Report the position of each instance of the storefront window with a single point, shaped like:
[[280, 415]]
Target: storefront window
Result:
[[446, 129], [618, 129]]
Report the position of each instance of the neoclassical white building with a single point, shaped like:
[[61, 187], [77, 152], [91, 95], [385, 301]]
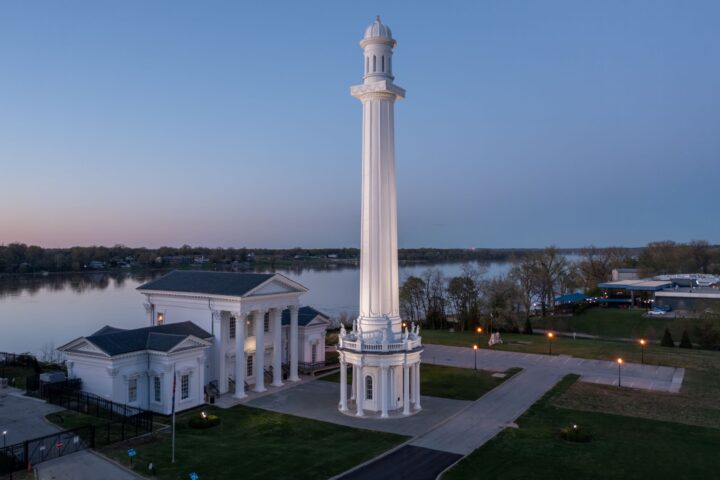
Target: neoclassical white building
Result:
[[384, 355], [220, 332]]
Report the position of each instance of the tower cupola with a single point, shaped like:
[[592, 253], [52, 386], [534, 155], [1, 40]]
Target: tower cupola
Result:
[[377, 45]]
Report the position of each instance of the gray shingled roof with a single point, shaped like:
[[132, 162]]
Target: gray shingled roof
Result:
[[305, 316], [162, 338], [210, 283]]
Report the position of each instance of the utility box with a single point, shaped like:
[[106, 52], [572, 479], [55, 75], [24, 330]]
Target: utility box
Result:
[[52, 377]]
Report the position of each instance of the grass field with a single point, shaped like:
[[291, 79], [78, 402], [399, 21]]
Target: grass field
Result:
[[449, 382], [618, 323], [696, 404], [253, 443], [621, 447]]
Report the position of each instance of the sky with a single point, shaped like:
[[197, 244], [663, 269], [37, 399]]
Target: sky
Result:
[[230, 124]]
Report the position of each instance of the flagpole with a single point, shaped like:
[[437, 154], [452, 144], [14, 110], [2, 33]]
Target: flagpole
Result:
[[173, 411]]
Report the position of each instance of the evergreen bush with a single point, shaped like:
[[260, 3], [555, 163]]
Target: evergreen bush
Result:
[[667, 340], [528, 327], [685, 340]]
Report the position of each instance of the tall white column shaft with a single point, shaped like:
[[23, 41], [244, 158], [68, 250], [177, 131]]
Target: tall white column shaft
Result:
[[276, 319], [259, 321], [406, 390], [343, 386], [240, 367], [294, 343]]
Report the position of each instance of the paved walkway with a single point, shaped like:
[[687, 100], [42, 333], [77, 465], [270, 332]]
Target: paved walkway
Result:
[[480, 421], [319, 400], [82, 465]]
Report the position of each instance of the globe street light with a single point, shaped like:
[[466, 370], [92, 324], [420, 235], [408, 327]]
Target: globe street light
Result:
[[551, 336], [643, 342]]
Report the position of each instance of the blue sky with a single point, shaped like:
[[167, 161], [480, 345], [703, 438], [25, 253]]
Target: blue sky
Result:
[[230, 124]]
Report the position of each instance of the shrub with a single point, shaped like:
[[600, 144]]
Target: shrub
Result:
[[667, 340], [527, 330], [685, 340], [574, 433], [204, 422]]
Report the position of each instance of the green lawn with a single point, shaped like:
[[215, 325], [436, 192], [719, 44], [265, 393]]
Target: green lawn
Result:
[[253, 443], [449, 382], [597, 349], [619, 323], [621, 447]]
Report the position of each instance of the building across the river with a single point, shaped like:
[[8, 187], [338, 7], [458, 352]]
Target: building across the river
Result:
[[199, 321]]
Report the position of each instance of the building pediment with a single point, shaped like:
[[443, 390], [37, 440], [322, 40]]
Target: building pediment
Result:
[[82, 346], [277, 285]]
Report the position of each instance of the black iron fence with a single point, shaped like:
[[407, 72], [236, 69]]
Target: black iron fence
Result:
[[31, 452]]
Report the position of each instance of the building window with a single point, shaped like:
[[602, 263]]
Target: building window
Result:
[[132, 390], [156, 384], [368, 388], [184, 387]]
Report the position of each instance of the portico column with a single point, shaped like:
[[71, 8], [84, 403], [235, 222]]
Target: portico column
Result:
[[240, 367], [383, 384], [293, 343], [219, 341], [343, 385], [361, 392], [406, 389], [276, 317], [417, 386], [353, 390], [259, 316]]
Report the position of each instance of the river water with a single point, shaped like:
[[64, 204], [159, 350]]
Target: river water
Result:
[[40, 313]]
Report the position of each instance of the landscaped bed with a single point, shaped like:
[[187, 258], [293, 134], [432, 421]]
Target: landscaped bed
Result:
[[620, 447], [449, 382]]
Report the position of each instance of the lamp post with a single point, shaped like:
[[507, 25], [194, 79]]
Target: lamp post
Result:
[[643, 342], [551, 336]]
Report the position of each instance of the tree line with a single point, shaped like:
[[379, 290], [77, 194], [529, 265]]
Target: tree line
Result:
[[534, 282]]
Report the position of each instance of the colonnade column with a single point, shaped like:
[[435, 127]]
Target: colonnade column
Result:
[[343, 385], [360, 391], [384, 391], [240, 367], [416, 372], [220, 338], [259, 321], [406, 389], [293, 343], [353, 390], [276, 318]]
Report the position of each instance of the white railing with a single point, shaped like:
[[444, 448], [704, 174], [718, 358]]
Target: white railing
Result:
[[357, 346]]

#### EXERCISE DESCRIPTION
Rewrite every line of the records above as a Markdown table with the columns Row and Line, numbering the rows in order and skipping any blank lines. Leave the pictures out of the table.

#### WRITTEN SOLUTION
| Row | Line |
|---|---|
| 1 | Report the position of each instance of the storefront window with a single point, shaped like: |
| 2 | [[280, 415]] |
| 3 | Target: storefront window |
| 4 | Result: |
| 5 | [[446, 129], [618, 129]] |
| 6 | Report the position of each instance of the neoclassical white building with a single point, shaped like: |
| 7 | [[61, 187], [77, 152], [91, 95], [385, 301]] |
| 8 | Target: neoclassical white building |
| 9 | Result: |
| 10 | [[384, 355], [220, 332]] |
| 11 | Report the position of each instance of the tower cupola with a single point, shaped like: |
| 12 | [[592, 253], [52, 386], [534, 155], [1, 40]] |
| 13 | Target: tower cupola |
| 14 | Result: |
| 15 | [[377, 45]] |
| 16 | Report the position of each instance of the gray shingled roof with a single point, shaped like: |
| 17 | [[132, 162]] |
| 18 | Target: gray shingled roof |
| 19 | Result: |
| 20 | [[305, 316], [162, 338], [210, 283]] |
| 21 | Report the position of each instance of the utility box with a single point, shaped like: |
| 22 | [[106, 52], [572, 479], [55, 75], [24, 330]] |
| 23 | Target: utility box |
| 24 | Result: |
| 25 | [[52, 377]] |
| 26 | Report the position of each instance of the grass field with a single point, shaped like: |
| 27 | [[291, 79], [78, 402], [399, 21]] |
| 28 | Target: grass field |
| 29 | Result: |
| 30 | [[449, 382], [618, 323], [696, 404], [253, 443], [621, 447]] |
| 31 | Report the position of each instance of the sky with a single point, shaped like: |
| 32 | [[197, 244], [663, 269], [37, 399]] |
| 33 | Target: sky |
| 34 | Result: |
| 35 | [[230, 124]] |
| 36 | Report the position of each instance of the flagpole with a single point, shaped like: |
| 37 | [[437, 154], [452, 144], [14, 110], [2, 33]] |
| 38 | Target: flagpole |
| 39 | Result: |
| 40 | [[173, 411]] |
| 41 | Report the position of each instance of the evergreen bush with a single point, shaped like: |
| 42 | [[260, 3], [555, 163]] |
| 43 | Target: evergreen bush |
| 44 | Result: |
| 45 | [[667, 340], [528, 327], [685, 340]] |
| 46 | Report the position of each instance of the tall white column shaft with a single point, shaped like: |
| 47 | [[23, 41], [244, 158], [68, 250], [177, 131]] |
| 48 | Target: tall white column shaft |
| 49 | Result: |
| 50 | [[276, 319], [259, 321], [406, 390], [343, 386], [240, 367], [294, 343]] |
| 51 | Report the position of each instance of the paved walkway with a single point, shaped like: |
| 52 | [[687, 100], [42, 333], [77, 465], [270, 332]] |
| 53 | Target: paved walkway |
| 54 | Result: |
| 55 | [[480, 421], [319, 400], [82, 465]] |
| 56 | Report the position of each instance of the globe street light with a single point, shaped like: |
| 57 | [[466, 370], [92, 324], [420, 235], [408, 327]] |
| 58 | Target: globe street light |
| 59 | Result: |
| 60 | [[551, 336], [643, 342]] |
| 61 | Report the position of each instance of the blue sky with a single point, shaped like: |
| 62 | [[167, 161], [480, 345], [703, 438], [25, 253]] |
| 63 | Target: blue sky |
| 64 | Result: |
| 65 | [[230, 124]] |
| 66 | Report the position of each instance of the shrub with a single point, shaped like: |
| 67 | [[600, 144]] |
| 68 | Target: shrub |
| 69 | Result: |
| 70 | [[667, 340], [527, 330], [685, 340], [574, 433], [204, 422]] |
| 71 | Report the position of each instance of the green lawn with a single point, shaped like: |
| 72 | [[215, 325], [436, 192], [719, 44], [265, 393]] |
| 73 | Target: green lawn |
| 74 | Result: |
| 75 | [[253, 443], [449, 382], [597, 349], [619, 323], [621, 447]] |
| 76 | Report the position of each instance of the building across the river with a single point, shaped like: |
| 77 | [[8, 187], [338, 7], [458, 352]] |
| 78 | Target: building across the river |
| 79 | Result: |
| 80 | [[199, 321]] |
| 81 | Report the position of each instance of the building pediment with a single point, shaped like: |
| 82 | [[443, 390], [37, 440], [322, 40]] |
| 83 | Target: building pediment |
| 84 | Result: |
| 85 | [[82, 346], [277, 285]] |
| 86 | Report the position of each instance of the black iron fence with a single point, shaped like: |
| 87 | [[407, 72], [236, 69]] |
| 88 | Target: black iron fence |
| 89 | Result: |
| 90 | [[31, 452]] |
| 91 | Report the position of each instance of the building window with a single point, shaped like: |
| 92 | [[602, 263]] |
| 93 | Target: building window |
| 94 | Result: |
| 95 | [[132, 390], [156, 384], [368, 388], [184, 387]] |
| 96 | Report the position of each instance of the portico column with a single point, shaped like: |
| 97 | [[71, 8], [84, 403], [235, 222]] |
| 98 | Target: portico column |
| 99 | Result: |
| 100 | [[240, 367], [383, 384], [293, 343], [219, 341], [343, 385], [361, 392], [406, 389], [276, 317], [417, 386], [353, 390], [259, 316]] |
| 101 | Report the position of each instance of the river water with a single point, shaped like: |
| 102 | [[64, 204], [159, 350]] |
| 103 | Target: river water |
| 104 | Result: |
| 105 | [[40, 313]] |
| 106 | Report the position of each instance of the landscaped bed with a single point, shaped like: |
| 107 | [[187, 258], [293, 134], [432, 421]] |
| 108 | Target: landscaped bed |
| 109 | Result: |
| 110 | [[620, 447], [449, 382]] |
| 111 | Report the position of each instance of the lamp post with a single point, shaped like: |
| 112 | [[507, 25], [194, 79]] |
| 113 | Target: lamp post |
| 114 | Result: |
| 115 | [[643, 342], [551, 336]] |
| 116 | Report the position of each instance of the tree line with a single point, shaped like: |
| 117 | [[379, 290], [77, 194], [529, 265]] |
| 118 | Target: tree line |
| 119 | Result: |
| 120 | [[534, 282]] |
| 121 | Report the position of each instance of the colonnade column with a single point, shaped like: |
| 122 | [[435, 127]] |
| 123 | Target: colonnade column |
| 124 | Result: |
| 125 | [[343, 385], [360, 391], [384, 391], [240, 367], [416, 372], [220, 338], [259, 321], [406, 389], [293, 343], [353, 390], [276, 318]] |
| 126 | Report the position of each instance of the white railing with a single point, shaped like: |
| 127 | [[444, 448], [704, 174], [718, 358]] |
| 128 | Target: white railing |
| 129 | Result: |
| 130 | [[357, 346]] |